Supplied text
ROSTOCK, Germany — It was barely noon, but Steffen Bockhahn’s phone had not stopped ringing with people wanting to know if they qualified for a vaccination, and if not now, when?
Days earlier Germany had changed its guidance on who qualified for vaccines, resulting in a seemingly endless stream of questions from worried local residents for Mr. Bockhahn, the health minister for this port city in Germany’s northeast.
“No, I’m sorry, but we are not allowed to vaccinate anyone in Category 2 yet, only those nurses or other care givers are who are in the first priority group,” he told a caller. “You have to wait.”
More than two months into the country’s second full lockdown, people across Germany are growing tired of waiting, whether for vaccines, getting their government compensation, or a return to normalcy. It’s a disheartening comedown.
At the start of the pandemic, Germany showed itself to be a global leader in dealing with a once-in-a-century public heath crisis. Chancellor Angela Merkel forged a consensus on a lockdown. Her government’s testing and tracing tools were the envy of European neighbors. The country’s death and infection rates were among the lowest in the European Union. And a generally trustful population abided by restrictions with relatively muted grumbling.
No more. In the virus’s second wave, Germany now finds itself swamped like everyone else. A host of tougher new restrictions has stretched on, amid loud complaints, and even occasional protests before everything was shut down again. Still, infection rates hover around 10,000 new cases per day.
And as fears grow over the new variants first identified in England and South Africa, Germany’s vaccination program, lashed to the fortunes of the European Union, has floundered. Only 3.5 percent of Germans have received their first shots, and just 2 percent, roughly, have been fully immunized.
A survey by the Pew Research Center shows that while more Germans feel confident in their country’s handling of the pandemic than Americans or Britons, their approval dropped 11 percentage points between June and December 2020.
The mood has only soured further as Germans watch other countries, especially Britain, step up their vaccination campaigns with the Pfizer-BioNTech vaccine — developed with the help of German taxpayers — while they have been left waiting for doses to arrive.
Beyond that, mayors are warning of the death of inner cities if small stores are not allowed to reopen. Some states have reopened schools, while others remain shuttered. Doctors are warning of the lockdown’s lasting psychological damage to children.
Parents are frustrated with the lack of support for online learning. Germany’s stringent data protection laws prevent Germans from using U.S.-based digital learning platforms, but local solutions do not always function smoothly. In many public schools, education now consists of teachers sending lessons as email attachments for students to work through on their own.
Ms. Merkel has done her best to buck up a weary public. Over the past month, the normally reserved chancellor has chatted by video with overwhelmed families, appeared before the Berlin news corps and given two interviews on prime time television.
“I wish that I had something good to announce,” she said, addressing the nation.

Listed records
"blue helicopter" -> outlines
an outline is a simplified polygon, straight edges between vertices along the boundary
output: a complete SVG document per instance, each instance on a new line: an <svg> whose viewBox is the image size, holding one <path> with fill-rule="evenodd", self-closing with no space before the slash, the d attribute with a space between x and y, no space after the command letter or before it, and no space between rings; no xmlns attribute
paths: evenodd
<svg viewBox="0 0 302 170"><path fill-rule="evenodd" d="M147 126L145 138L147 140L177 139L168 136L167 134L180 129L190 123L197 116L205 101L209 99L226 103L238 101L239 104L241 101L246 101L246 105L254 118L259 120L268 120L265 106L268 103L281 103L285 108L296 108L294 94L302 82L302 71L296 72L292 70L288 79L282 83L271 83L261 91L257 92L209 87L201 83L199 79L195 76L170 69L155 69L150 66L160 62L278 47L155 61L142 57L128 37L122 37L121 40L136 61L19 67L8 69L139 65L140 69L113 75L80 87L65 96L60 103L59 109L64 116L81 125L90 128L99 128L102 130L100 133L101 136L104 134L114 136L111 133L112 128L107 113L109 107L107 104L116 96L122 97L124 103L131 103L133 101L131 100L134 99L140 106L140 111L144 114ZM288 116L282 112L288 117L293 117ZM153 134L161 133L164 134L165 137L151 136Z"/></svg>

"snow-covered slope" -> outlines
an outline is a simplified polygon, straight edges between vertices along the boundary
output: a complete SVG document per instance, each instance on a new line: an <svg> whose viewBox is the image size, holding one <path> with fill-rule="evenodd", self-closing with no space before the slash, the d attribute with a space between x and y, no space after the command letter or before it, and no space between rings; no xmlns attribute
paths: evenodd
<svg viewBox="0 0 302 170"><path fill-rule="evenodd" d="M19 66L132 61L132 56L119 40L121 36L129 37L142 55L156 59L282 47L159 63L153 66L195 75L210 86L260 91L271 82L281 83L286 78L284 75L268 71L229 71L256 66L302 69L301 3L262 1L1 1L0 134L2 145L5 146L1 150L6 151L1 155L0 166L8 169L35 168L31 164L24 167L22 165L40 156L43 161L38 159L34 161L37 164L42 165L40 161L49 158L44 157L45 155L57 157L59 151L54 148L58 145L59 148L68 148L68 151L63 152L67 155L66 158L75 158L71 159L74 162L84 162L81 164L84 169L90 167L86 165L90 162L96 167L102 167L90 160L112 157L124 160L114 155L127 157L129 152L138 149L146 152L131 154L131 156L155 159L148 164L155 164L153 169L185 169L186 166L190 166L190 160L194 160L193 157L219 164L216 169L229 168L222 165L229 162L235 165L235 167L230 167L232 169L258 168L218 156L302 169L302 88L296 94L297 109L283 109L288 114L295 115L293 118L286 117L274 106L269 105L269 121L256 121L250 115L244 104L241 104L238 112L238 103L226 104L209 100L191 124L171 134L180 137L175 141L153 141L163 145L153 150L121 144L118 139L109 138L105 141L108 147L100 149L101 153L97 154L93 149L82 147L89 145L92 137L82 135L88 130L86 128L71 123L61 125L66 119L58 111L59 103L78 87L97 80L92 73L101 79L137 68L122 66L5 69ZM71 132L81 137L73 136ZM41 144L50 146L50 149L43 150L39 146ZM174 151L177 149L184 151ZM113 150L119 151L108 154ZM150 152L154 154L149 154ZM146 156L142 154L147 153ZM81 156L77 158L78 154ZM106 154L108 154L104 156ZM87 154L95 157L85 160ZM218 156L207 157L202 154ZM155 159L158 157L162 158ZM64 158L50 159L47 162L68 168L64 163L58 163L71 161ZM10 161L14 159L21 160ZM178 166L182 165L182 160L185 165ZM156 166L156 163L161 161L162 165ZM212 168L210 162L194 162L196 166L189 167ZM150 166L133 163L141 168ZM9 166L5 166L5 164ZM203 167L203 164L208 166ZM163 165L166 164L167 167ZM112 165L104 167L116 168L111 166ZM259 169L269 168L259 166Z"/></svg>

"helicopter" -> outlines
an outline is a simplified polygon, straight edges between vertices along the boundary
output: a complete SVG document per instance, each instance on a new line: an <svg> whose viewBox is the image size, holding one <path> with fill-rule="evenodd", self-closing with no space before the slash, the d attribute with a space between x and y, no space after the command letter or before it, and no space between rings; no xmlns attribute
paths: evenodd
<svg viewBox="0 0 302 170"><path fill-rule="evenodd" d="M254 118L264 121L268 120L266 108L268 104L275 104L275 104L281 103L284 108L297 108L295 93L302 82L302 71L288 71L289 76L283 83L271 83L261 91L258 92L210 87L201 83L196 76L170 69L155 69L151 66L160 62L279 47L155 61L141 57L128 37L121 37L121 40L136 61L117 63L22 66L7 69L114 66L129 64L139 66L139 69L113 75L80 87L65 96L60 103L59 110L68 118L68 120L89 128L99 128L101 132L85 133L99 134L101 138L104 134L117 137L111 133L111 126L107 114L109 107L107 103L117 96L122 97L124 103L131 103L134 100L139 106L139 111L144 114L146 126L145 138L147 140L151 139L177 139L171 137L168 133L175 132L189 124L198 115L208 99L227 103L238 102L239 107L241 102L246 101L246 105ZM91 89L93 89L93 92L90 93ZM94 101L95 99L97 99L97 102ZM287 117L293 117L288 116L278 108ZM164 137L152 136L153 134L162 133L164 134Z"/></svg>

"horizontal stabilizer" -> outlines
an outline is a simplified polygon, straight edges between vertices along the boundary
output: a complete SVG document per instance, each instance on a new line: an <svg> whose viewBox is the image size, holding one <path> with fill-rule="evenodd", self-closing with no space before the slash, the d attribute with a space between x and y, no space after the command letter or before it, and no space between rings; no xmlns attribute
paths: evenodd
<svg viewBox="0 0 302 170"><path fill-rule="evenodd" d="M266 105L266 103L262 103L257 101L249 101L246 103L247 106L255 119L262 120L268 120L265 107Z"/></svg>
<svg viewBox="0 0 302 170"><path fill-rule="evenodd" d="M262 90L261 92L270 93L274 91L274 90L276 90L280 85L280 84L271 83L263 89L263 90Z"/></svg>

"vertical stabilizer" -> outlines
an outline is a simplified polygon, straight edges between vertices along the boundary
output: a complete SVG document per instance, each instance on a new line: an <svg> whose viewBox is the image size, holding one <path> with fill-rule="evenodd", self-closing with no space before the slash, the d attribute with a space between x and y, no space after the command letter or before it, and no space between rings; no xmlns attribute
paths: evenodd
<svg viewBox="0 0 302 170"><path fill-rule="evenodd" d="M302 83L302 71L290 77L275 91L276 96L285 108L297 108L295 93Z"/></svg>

What to work on
A. In the article on Germany's pandemic response, why was Steffen Bockhahn's phone ringing with so many questions about vaccination?
B. According to the article on Germany's pandemic response, what share of Germans have received their first shots?
C. Output a passage from the article on Germany's pandemic response without changes: begin at the words "The mood has" and stop after "on their own.".

Results of the exercise
A. Days earlier, Germany had changed its guidance on who qualified for vaccines. That change set off a steady stream of questions from worried local residents.

B. Only 3.5 percent.

C.
The mood has only soured further as Germans watch other countries, especially Britain, step up their vaccination campaigns with the Pfizer-BioNTech vaccine — developed with the help of German taxpayers — while they have been left waiting for doses to arrive.
Beyond that, mayors are warning of the death of inner cities if small stores are not allowed to reopen. Some states have reopened schools, while others remain shuttered. Doctors are warning of the lockdown’s lasting psychological damage to children.
Parents are frustrated with the lack of support for online learning. Germany’s stringent data protection laws prevent Germans from using U.S.-based digital learning platforms, but local solutions do not always function smoothly. In many public schools, education now consists of teachers sending lessons as email attachments for students to work through on their own.